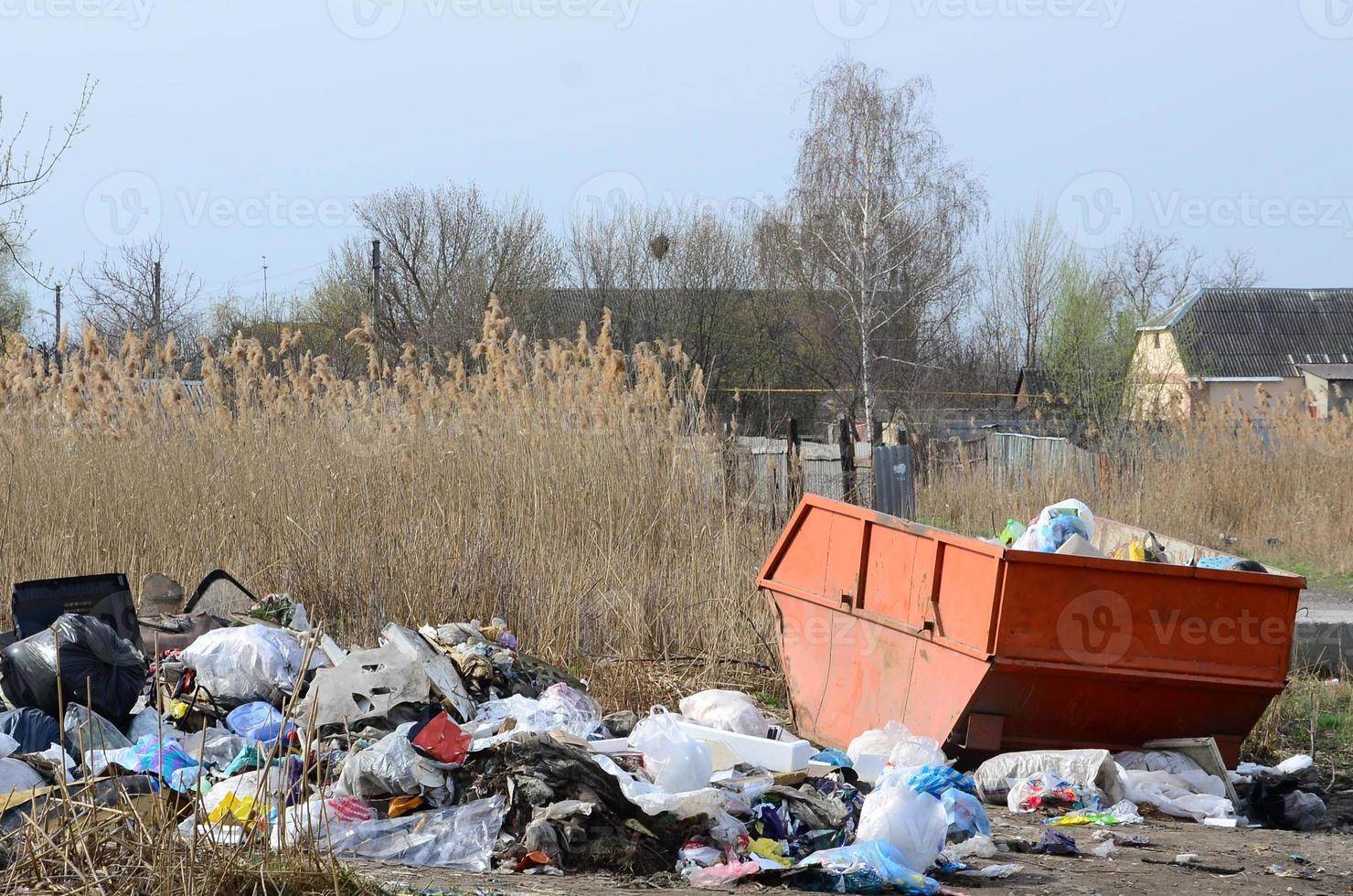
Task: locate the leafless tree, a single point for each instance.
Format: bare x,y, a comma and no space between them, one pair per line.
879,217
1022,262
1149,272
23,171
444,252
123,293
612,264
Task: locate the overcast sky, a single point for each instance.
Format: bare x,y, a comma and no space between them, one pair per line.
244,130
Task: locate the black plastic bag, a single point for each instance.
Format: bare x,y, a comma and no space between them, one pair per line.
98,669
33,729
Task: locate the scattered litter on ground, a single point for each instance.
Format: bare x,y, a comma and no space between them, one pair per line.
450,747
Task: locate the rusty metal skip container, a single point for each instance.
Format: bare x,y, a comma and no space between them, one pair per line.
991,650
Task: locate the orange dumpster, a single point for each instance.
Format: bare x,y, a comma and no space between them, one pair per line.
991,650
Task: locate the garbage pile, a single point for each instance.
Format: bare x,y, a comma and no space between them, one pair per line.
451,747
1069,527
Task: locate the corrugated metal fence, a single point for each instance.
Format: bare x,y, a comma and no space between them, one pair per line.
1015,459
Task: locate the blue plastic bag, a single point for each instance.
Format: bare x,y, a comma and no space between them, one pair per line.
882,859
936,778
259,721
966,816
834,758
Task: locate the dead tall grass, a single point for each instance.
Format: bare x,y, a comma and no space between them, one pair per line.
564,486
1272,484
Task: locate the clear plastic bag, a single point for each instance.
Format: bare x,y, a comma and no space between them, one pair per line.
88,731
1191,795
726,710
899,744
459,838
1048,789
676,761
559,708
912,822
259,721
250,662
654,800
964,814
392,768
1056,526
1096,768
723,876
1156,761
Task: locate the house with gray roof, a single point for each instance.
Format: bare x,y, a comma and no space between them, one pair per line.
1257,349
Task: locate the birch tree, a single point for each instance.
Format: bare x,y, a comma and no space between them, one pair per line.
879,217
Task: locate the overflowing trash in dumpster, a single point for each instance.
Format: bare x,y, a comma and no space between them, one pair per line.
451,747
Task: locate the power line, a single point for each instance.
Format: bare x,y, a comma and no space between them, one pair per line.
836,391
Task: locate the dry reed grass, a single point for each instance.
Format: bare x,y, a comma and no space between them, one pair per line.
574,490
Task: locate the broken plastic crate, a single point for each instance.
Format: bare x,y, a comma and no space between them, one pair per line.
991,650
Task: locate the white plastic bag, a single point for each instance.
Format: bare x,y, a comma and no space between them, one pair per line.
912,822
460,837
392,768
1156,761
559,708
676,761
1189,795
654,800
17,775
1056,524
726,710
250,662
899,746
1093,768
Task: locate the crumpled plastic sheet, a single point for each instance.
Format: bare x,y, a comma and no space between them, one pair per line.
165,758
723,876
392,768
559,708
459,838
654,800
1192,795
964,815
882,859
250,662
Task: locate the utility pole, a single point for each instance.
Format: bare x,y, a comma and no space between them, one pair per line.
57,340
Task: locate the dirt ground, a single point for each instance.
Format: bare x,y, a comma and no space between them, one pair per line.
1245,853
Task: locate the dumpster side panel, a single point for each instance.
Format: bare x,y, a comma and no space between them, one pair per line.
845,673
819,557
899,574
1146,617
1062,708
966,596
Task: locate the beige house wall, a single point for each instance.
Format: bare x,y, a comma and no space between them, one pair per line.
1319,390
1160,386
1251,396
1158,383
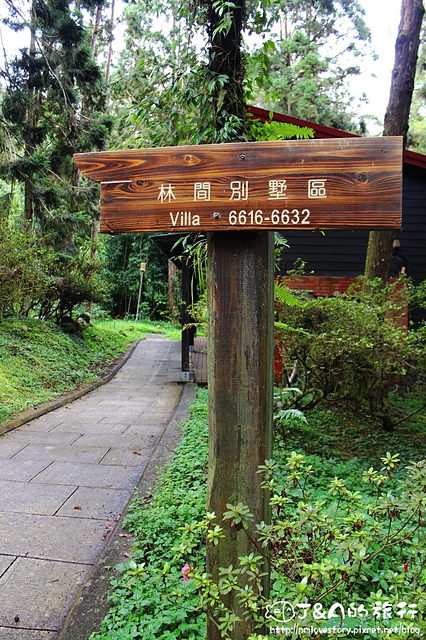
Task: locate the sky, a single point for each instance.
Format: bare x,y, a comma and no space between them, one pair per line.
382,16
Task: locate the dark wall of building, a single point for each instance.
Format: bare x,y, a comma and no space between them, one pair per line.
342,253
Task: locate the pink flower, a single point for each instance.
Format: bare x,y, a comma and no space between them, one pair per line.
186,569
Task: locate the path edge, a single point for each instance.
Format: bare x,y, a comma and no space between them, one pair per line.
70,396
90,605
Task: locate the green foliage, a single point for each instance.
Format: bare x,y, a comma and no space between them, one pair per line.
53,106
24,266
279,131
122,257
348,347
293,71
342,531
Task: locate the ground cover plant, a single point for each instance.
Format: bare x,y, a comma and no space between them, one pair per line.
39,361
348,529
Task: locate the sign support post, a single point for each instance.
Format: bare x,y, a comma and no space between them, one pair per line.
240,361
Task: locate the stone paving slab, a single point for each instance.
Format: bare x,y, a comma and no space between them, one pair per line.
41,437
86,502
64,453
88,475
25,497
51,537
5,562
119,457
100,427
41,608
24,470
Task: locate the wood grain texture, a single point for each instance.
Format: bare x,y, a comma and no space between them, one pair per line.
346,183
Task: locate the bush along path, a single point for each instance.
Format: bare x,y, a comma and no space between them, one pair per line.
347,543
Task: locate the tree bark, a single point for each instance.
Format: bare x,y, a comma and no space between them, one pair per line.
379,251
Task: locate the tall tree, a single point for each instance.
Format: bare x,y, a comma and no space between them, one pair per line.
311,49
53,106
379,251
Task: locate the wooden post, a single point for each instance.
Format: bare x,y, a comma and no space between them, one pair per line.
240,377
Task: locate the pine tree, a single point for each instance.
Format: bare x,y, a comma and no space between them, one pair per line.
53,106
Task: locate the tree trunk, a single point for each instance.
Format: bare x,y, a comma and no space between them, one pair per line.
225,60
379,252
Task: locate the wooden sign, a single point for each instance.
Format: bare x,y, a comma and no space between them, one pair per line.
352,183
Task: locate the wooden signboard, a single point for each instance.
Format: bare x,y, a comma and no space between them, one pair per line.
352,183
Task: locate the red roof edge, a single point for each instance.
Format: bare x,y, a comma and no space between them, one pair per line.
320,131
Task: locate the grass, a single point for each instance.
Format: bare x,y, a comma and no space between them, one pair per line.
39,362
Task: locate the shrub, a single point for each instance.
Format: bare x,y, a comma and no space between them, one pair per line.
349,347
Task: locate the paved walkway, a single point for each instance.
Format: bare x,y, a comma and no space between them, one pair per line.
66,477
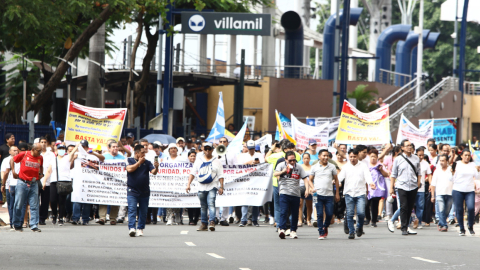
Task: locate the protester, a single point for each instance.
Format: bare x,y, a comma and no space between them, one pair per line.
210,176
320,181
31,170
138,189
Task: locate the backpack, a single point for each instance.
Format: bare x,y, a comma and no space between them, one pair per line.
205,175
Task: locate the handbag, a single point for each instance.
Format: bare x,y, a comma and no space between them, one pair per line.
65,187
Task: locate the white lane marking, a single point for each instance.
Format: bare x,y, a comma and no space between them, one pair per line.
425,260
215,256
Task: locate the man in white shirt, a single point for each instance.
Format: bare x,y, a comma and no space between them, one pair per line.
250,158
441,189
322,174
356,175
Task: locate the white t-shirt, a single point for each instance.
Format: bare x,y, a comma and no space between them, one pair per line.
217,171
424,169
443,181
464,178
246,157
6,165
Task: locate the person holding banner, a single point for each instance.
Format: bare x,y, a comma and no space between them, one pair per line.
320,182
406,177
210,175
356,176
138,189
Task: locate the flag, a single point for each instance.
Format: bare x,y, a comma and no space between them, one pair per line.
282,133
218,129
236,145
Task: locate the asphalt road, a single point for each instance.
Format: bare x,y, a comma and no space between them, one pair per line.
182,247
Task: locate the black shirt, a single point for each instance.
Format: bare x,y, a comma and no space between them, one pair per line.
138,182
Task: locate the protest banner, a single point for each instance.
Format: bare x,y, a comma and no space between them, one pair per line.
106,184
444,130
332,127
417,136
96,125
264,142
356,127
303,133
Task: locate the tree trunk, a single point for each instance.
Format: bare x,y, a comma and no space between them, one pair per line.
141,85
97,54
42,98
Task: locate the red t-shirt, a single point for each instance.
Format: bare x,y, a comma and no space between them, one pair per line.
29,165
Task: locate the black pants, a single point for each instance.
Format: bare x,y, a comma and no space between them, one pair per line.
407,202
193,214
57,201
373,203
44,203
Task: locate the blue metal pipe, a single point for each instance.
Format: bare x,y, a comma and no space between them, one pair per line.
292,23
384,47
403,53
328,57
429,44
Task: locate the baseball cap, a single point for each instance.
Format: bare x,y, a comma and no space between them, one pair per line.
84,143
250,144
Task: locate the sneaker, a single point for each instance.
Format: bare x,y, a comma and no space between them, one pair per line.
211,226
203,227
359,232
391,226
224,223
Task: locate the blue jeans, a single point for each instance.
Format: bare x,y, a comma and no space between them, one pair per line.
11,203
420,206
24,194
326,201
444,205
83,209
255,211
351,203
469,199
292,203
207,204
276,204
142,211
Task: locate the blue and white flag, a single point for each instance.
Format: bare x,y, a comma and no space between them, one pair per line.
218,129
236,145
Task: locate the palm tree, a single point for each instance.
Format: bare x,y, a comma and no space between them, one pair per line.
365,98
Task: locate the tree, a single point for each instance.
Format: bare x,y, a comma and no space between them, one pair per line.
364,98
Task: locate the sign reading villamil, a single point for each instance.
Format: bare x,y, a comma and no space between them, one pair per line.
223,23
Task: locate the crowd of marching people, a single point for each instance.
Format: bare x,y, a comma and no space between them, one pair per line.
405,187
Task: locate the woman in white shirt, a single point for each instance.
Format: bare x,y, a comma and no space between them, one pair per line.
464,191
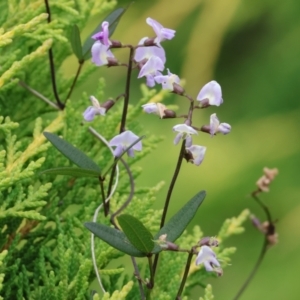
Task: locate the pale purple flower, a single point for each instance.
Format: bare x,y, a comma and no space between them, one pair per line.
123,140
161,32
184,132
100,54
167,80
154,108
103,36
210,94
149,51
215,126
198,153
207,257
151,69
93,110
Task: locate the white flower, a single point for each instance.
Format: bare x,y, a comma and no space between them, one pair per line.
184,132
215,126
154,108
207,257
123,140
94,110
210,94
198,153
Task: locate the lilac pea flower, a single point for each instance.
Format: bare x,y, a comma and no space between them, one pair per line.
167,80
123,141
94,110
100,54
198,153
142,53
210,94
154,108
103,36
161,32
184,132
215,126
207,257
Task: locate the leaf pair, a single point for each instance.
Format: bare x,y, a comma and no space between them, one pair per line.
83,52
136,240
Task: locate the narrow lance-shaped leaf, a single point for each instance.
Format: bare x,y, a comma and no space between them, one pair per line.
178,223
71,171
72,153
76,43
113,20
139,236
119,157
114,238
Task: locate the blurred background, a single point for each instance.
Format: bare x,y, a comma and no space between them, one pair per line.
252,48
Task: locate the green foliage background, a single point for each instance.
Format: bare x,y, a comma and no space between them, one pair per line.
252,49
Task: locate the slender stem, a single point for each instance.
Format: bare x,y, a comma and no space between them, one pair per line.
75,80
51,62
264,207
169,194
138,277
172,184
37,94
185,275
125,107
150,285
260,259
101,180
264,249
125,204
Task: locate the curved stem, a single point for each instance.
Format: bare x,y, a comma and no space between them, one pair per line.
185,275
125,108
51,62
260,259
169,194
74,81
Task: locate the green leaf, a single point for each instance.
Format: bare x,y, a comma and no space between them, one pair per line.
75,172
114,238
113,20
76,42
138,235
119,157
178,223
75,155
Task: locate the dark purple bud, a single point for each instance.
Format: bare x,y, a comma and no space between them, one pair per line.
205,128
169,114
178,89
108,104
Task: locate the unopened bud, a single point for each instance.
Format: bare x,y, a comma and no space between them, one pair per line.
150,42
177,89
169,114
115,44
108,104
112,61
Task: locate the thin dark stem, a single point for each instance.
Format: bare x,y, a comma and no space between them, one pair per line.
74,81
101,180
138,277
185,275
264,247
130,196
260,259
51,62
264,207
150,285
169,194
125,108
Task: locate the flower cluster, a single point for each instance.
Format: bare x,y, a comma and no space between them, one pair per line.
150,58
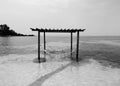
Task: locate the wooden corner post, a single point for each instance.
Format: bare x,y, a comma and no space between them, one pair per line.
71,44
44,44
39,46
77,50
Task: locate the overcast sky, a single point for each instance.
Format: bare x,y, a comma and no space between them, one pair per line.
99,17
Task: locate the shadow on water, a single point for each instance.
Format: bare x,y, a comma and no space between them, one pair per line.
42,79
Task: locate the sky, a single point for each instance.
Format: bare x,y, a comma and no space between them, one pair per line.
98,17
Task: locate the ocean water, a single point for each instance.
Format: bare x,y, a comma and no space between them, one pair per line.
18,69
28,45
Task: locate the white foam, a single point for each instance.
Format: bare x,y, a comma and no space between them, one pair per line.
90,74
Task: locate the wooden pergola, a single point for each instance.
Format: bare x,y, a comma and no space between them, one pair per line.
71,31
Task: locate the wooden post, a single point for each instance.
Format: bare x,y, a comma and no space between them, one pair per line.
39,46
44,44
77,50
71,43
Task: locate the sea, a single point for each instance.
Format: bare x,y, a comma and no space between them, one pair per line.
18,66
28,45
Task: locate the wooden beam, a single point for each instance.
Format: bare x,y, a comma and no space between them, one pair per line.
39,46
44,44
77,50
71,44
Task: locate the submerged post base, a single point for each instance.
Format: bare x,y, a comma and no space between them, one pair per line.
40,60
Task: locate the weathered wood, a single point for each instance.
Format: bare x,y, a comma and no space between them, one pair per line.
77,50
44,44
39,46
71,44
58,30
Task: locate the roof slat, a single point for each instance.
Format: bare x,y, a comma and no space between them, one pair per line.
57,30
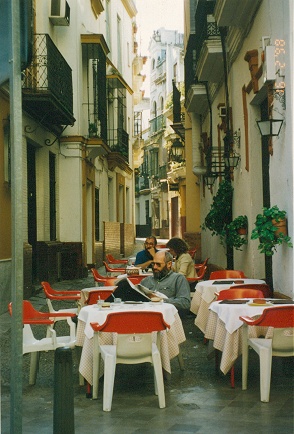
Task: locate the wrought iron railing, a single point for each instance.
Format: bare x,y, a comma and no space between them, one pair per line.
205,27
163,172
157,124
49,72
118,141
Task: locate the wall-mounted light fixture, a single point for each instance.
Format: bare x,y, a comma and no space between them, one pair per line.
209,179
237,138
177,151
270,127
232,160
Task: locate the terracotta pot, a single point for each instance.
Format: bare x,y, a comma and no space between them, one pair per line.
281,227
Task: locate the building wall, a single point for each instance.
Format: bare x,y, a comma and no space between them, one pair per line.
247,182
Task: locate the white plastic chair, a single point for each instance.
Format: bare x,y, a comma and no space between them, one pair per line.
134,345
52,294
50,342
281,318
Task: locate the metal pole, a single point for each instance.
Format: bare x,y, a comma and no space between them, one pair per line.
63,408
17,222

•••••

Task to complete
Write out again, unchanged, every line from the line containing "Task: locate the terracotta" to the final line of the material above.

Worked solution
Task: locate the terracotta pot, a single point for each instance.
Format: bare x,y, a comma and no space between them, one pair per line.
281,227
Task: locate the building wall, a single point for each instance.
Format: bare x,y, a comma and no space between them, one pair per line.
247,182
Task: locate the white plastic chair, a single point for each instance.
Format: bare x,y, a comma and no space between them, one pair per line.
134,345
52,294
50,342
281,318
Task: locate the metal pole, a single point for each instance.
Format: bare x,y, a comma and no space between them, one pair per line.
63,408
17,222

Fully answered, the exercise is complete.